-- Start --
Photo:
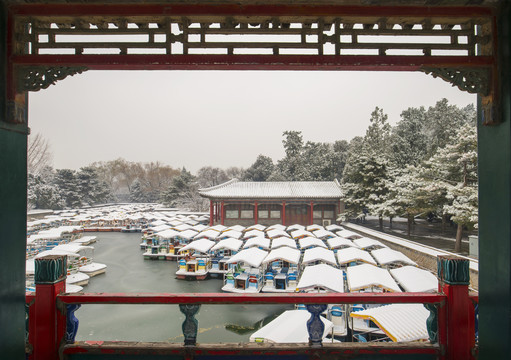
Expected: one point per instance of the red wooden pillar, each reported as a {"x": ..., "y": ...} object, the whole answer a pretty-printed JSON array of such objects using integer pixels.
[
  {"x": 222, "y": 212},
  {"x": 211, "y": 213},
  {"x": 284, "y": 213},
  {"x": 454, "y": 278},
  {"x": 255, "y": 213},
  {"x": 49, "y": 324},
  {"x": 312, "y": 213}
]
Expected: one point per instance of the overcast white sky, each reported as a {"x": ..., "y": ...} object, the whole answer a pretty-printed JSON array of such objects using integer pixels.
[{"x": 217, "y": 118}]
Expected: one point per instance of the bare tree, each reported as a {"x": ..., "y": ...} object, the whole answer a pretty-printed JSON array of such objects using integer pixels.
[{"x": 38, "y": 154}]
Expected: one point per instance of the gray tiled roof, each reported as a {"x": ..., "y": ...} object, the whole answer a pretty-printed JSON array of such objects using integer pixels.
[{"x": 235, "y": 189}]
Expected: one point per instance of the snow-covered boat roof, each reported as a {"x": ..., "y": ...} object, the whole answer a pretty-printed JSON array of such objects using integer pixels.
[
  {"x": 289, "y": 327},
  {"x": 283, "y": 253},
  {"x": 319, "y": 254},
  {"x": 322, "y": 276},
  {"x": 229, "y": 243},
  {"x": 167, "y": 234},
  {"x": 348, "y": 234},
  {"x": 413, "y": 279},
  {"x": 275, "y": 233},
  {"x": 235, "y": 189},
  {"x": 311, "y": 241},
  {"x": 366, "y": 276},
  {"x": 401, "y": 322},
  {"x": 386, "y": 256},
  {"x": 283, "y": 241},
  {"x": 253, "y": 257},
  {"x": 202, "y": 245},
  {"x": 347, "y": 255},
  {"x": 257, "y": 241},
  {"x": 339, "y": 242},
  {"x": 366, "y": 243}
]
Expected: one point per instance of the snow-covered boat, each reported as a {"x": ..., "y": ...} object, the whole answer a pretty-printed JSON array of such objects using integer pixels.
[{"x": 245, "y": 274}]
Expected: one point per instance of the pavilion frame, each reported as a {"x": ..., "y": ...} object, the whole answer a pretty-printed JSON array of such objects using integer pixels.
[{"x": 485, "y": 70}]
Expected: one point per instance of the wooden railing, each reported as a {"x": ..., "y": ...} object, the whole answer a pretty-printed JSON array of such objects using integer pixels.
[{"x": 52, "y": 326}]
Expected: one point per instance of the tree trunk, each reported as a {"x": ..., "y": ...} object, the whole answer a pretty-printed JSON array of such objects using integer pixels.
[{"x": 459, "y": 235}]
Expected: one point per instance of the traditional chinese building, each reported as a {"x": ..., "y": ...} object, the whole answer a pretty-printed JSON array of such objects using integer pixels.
-- End --
** Task details **
Copy out the listing exactly as it stands, but not the pictures.

** Answer to this exercise **
Photo:
Expected: one point per instance of the red wooden pillar, each reported as a {"x": ..., "y": ...} object, the whole answer a pretty-printed JSON array of such objects using integer pixels.
[
  {"x": 222, "y": 212},
  {"x": 211, "y": 213},
  {"x": 284, "y": 213},
  {"x": 454, "y": 278},
  {"x": 255, "y": 213},
  {"x": 49, "y": 324},
  {"x": 312, "y": 213}
]
Expected: one point per instance of the overcast white sky, each reported as a {"x": ..., "y": ...} object, the whole answer a pretty-printed JSON array of such objects using integer pixels.
[{"x": 217, "y": 118}]
Expected: one point per instance of the bare tree, each reported as a {"x": ..., "y": ...} object, the whole answer a pretty-printed JSON array of such objects using integer pixels.
[{"x": 38, "y": 154}]
Expected: one point per instance of the gray tiled roof, each reported as a {"x": ..., "y": ...} object, the whole answer a pretty-printed JSON array of such objects using integer pixels.
[{"x": 235, "y": 189}]
Expected: one point per instance of the snow-covered boat roof, each reported as a {"x": ..., "y": ...} object, the whole answer a pretty-printed JSON array of such objects using integer pixels.
[
  {"x": 289, "y": 327},
  {"x": 283, "y": 253},
  {"x": 319, "y": 254},
  {"x": 322, "y": 276},
  {"x": 229, "y": 243},
  {"x": 167, "y": 234},
  {"x": 348, "y": 234},
  {"x": 413, "y": 279},
  {"x": 275, "y": 233},
  {"x": 235, "y": 189},
  {"x": 311, "y": 241},
  {"x": 366, "y": 276},
  {"x": 401, "y": 322},
  {"x": 386, "y": 256},
  {"x": 283, "y": 241},
  {"x": 253, "y": 257},
  {"x": 202, "y": 245},
  {"x": 347, "y": 255},
  {"x": 257, "y": 241},
  {"x": 339, "y": 242},
  {"x": 366, "y": 243}
]
Expected: one point per instance of the snow-covered boat, each reported as a {"x": ..., "y": ...} object, the whole answer a pretty-printed JSON array of such objects using integer pixels.
[{"x": 245, "y": 274}]
Expected: one point per instance of the pavilion frame, each reported as a {"x": ..., "y": ...} object, the whole answer a pretty-printed JSON array of such objects using integer pixels.
[{"x": 485, "y": 70}]
Expected: one point per instance of the wooden railing, each reported as a {"x": ..., "y": ...} object, the whole answer a pretty-printed JSON array of such objects using integer pixels.
[{"x": 52, "y": 326}]
Expected: one point per instance of the tree trunk, each reported as a {"x": ..., "y": ...} object, the whole answer a pretty-printed JSON array of such objects using integer pixels.
[{"x": 459, "y": 235}]
Expected: one point per instance of the traditional chinese building, each reported as a {"x": ..., "y": ...} object, the whole answer a pretty-printed JSON array of such objects using integer pixels.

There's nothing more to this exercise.